● DATASET CONTENT
+ + + +

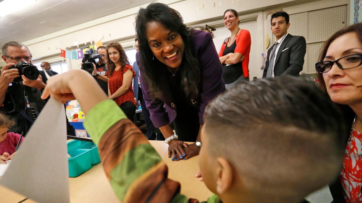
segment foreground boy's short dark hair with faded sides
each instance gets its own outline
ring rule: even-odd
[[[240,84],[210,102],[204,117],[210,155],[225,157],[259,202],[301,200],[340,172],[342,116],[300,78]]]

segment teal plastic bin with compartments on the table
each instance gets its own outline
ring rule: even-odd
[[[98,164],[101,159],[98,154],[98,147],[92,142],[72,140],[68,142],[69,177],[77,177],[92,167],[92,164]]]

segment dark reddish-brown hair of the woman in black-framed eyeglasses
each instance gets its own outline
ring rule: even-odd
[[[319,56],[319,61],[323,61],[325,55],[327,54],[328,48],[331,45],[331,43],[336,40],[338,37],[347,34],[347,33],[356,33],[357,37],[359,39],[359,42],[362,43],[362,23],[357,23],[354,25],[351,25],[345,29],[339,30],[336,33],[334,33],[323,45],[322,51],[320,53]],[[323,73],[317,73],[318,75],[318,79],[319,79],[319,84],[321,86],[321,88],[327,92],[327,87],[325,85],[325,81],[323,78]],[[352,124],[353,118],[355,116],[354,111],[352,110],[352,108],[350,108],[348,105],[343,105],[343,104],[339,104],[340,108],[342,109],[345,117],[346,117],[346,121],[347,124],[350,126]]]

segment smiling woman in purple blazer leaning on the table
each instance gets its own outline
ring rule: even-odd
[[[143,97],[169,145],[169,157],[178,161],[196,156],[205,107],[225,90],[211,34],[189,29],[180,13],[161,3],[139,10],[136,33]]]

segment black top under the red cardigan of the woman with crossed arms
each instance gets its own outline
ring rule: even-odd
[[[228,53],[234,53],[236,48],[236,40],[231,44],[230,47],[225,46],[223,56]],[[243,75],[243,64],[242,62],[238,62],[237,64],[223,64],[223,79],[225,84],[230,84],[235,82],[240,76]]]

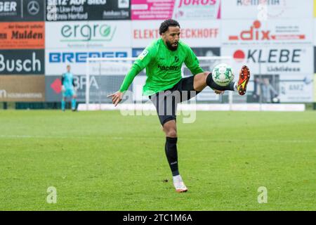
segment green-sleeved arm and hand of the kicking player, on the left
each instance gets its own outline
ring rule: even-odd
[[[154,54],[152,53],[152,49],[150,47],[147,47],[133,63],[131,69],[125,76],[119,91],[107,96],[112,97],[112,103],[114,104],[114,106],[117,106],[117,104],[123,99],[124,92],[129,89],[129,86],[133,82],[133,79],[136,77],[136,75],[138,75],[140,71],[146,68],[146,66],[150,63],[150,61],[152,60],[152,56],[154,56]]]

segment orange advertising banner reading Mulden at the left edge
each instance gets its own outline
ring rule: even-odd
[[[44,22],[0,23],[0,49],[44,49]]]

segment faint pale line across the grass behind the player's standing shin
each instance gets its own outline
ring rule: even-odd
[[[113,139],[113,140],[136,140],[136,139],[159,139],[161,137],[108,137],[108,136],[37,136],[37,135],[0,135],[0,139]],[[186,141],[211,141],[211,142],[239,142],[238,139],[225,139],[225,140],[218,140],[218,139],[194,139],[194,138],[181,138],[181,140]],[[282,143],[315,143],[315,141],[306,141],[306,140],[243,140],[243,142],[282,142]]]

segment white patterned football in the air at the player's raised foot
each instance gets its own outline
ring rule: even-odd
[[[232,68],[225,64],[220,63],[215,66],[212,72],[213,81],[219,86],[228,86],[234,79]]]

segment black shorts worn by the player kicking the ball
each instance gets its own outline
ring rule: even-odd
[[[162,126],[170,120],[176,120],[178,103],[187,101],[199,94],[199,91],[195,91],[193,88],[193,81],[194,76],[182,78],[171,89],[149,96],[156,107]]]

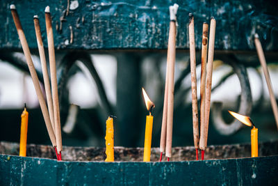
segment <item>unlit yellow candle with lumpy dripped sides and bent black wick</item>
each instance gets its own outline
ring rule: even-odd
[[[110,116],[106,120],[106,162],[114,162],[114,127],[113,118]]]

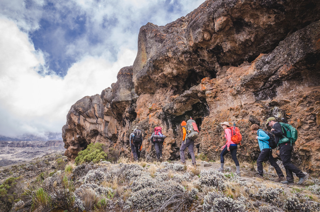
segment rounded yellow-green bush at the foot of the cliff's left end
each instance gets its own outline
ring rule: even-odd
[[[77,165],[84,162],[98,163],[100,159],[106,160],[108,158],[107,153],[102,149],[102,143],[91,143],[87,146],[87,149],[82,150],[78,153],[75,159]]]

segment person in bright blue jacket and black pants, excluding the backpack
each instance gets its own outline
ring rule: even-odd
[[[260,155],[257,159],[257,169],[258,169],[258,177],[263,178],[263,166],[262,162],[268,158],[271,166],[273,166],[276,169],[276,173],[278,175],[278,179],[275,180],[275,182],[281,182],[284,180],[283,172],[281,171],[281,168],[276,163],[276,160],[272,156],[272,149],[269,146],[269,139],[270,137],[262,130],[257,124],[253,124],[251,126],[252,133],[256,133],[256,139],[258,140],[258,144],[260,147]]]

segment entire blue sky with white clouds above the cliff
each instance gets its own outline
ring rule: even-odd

+ + + +

● EXERCISE BRIEF
Please find, in the entries above, every line where "with" occurs, and copy it.

● ANSWER BOX
segment foreground boy's short dark hair with faded sides
segment teal plastic bin with compartments on the table
segment black top under the red cardigan of the woman with crossed arms
segment <item>unlit yellow candle with lumpy dripped sides and bent black wick</item>
segment entire blue sky with white clouds above the cliff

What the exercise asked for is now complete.